— Work instructions —
Show each of the lines below that contains the word "brick".

— Records shown —

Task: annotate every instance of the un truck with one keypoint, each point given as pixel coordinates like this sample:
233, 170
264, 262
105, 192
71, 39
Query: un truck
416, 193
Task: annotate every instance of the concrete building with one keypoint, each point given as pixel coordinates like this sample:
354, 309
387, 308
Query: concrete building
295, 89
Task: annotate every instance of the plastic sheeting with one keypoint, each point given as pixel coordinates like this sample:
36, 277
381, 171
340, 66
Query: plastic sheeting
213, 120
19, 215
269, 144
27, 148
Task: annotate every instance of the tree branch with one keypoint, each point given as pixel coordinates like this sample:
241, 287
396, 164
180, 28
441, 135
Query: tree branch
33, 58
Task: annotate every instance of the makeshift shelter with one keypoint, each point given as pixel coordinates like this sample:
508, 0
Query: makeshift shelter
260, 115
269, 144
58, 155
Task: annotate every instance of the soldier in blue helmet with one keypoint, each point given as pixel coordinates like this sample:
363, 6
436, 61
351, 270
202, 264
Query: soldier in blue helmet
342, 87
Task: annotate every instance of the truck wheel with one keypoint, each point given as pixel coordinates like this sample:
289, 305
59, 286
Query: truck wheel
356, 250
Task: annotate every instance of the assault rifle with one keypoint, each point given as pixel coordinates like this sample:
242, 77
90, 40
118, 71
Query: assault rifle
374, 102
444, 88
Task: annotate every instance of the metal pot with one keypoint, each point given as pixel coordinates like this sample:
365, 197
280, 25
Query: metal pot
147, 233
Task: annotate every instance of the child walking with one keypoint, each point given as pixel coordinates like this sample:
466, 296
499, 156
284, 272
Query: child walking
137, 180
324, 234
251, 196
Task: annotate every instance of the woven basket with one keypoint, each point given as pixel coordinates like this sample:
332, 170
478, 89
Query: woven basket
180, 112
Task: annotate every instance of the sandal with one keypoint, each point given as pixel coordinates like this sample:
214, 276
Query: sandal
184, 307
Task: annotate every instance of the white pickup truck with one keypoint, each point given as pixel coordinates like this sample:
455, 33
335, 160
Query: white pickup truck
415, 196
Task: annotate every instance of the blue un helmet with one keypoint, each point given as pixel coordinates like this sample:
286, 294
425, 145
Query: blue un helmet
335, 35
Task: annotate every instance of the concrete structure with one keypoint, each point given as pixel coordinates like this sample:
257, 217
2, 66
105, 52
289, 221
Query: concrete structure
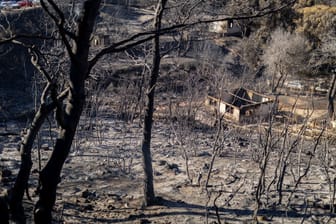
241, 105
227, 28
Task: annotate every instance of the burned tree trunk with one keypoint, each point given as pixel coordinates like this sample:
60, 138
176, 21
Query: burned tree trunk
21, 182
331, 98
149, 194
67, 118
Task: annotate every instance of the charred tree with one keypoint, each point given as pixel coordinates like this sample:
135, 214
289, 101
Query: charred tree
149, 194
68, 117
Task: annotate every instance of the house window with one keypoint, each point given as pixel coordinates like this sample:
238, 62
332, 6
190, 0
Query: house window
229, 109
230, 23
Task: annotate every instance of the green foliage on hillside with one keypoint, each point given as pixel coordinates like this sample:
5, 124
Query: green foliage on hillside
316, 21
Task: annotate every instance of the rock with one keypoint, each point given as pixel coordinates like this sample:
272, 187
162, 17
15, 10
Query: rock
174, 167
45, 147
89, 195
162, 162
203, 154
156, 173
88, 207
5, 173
* * *
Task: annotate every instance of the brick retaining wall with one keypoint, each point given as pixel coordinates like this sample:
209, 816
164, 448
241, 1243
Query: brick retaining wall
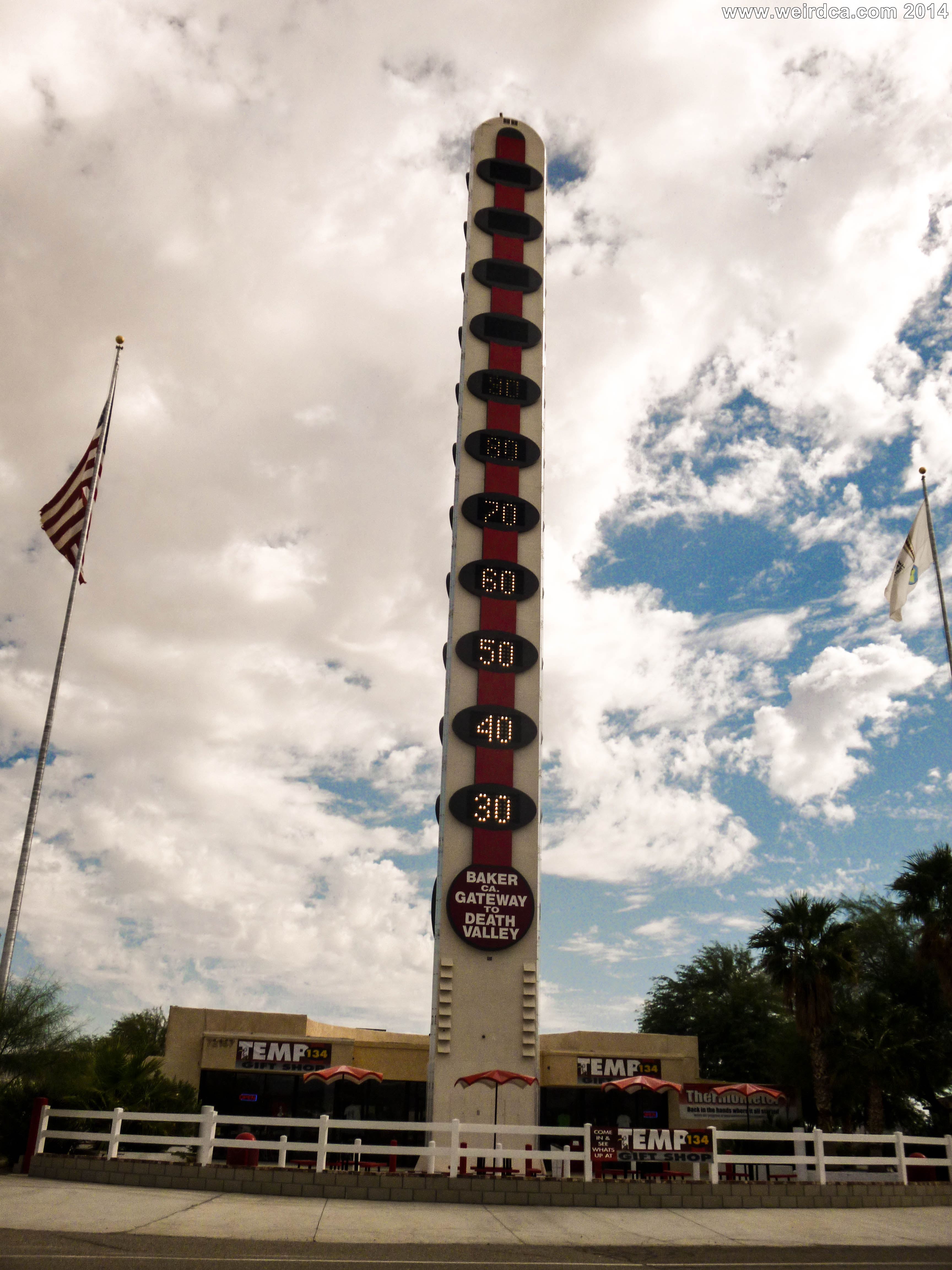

— Output for this exercise —
Task: annotate every instance of the brick retaining wall with one keypoint, each point given as pixel coordinates like this sample:
Query: brick retaining wall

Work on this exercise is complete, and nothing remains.